## Required action
Would you reproduce, word for word, only the lines from the one with "Please point out the ceiling light" to the end of the listing below?

## Data to examine
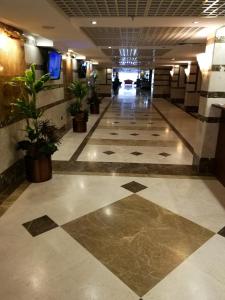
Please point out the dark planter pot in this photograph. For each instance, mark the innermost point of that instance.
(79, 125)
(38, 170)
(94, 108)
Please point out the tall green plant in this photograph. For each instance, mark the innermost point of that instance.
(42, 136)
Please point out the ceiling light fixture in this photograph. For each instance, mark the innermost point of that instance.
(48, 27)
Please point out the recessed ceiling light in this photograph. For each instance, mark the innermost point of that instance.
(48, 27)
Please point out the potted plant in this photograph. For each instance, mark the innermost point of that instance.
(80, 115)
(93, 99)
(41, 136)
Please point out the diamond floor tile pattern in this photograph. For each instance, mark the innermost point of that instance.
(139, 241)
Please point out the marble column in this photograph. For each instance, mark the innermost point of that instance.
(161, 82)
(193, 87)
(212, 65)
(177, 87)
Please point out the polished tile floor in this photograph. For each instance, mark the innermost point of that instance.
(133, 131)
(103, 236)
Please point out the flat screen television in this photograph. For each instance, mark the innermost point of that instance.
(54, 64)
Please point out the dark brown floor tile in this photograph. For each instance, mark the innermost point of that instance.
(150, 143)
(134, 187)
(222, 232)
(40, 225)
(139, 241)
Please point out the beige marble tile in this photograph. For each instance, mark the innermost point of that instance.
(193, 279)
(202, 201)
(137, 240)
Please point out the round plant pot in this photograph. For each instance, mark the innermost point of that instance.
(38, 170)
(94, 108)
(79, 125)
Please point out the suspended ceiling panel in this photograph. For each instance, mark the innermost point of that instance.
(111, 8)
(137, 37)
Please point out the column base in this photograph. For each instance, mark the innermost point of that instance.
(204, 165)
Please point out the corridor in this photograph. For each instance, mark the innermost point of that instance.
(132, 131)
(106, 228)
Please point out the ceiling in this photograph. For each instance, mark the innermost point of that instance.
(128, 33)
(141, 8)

## Reply
Please point out the ceiling light fixture in this photograph. For each instance, mark the innermost point of that instance.
(48, 27)
Please point out the recessed ceiling light in this photograph. For each instance, mark the innermost point of that instance.
(48, 27)
Please point out the potted plant in this photograph. For each instance, mark the innermost point of that instance.
(80, 115)
(93, 99)
(41, 136)
Please point out the diamond floor tile pattern in this photograph. For each instance, mark the innermost point of that instance.
(139, 241)
Please point out the marble column in this photograph. For each instance, mark the innermost point of that instance.
(161, 82)
(193, 87)
(212, 65)
(177, 87)
Please point out the polished tile floor in this photograph. For each instance, mark the innermost point of that instance.
(133, 131)
(103, 236)
Please point out the flat screen television in this photograph. For each instance, mark the innermost point of that instance.
(54, 64)
Please point out the dark brown floor tile in this photograph. For each instance, mark the innermost point of that instance.
(150, 143)
(134, 187)
(222, 232)
(40, 225)
(139, 241)
Please point out the beige marble tile in this photograph. For each instance, mark the innermost point of that instance.
(193, 279)
(202, 201)
(137, 240)
Please point out the round plant pot in this photograph. For each instance, mark the innermost point of that instance.
(38, 170)
(94, 108)
(79, 125)
Please point out the suspended ceiling panel in this photograph. For each instance, mark the innermost point of that instance.
(111, 8)
(137, 37)
Please point out the column base in this photograph. For each instance, mark the innermost point of that instance.
(204, 165)
Please point out the corridor in this photograph. For each instance, mark the innermost point of that instance.
(132, 131)
(106, 228)
Please point out the ceiling in this photograph. For each instance, mark the innermost point of that instance.
(128, 33)
(141, 8)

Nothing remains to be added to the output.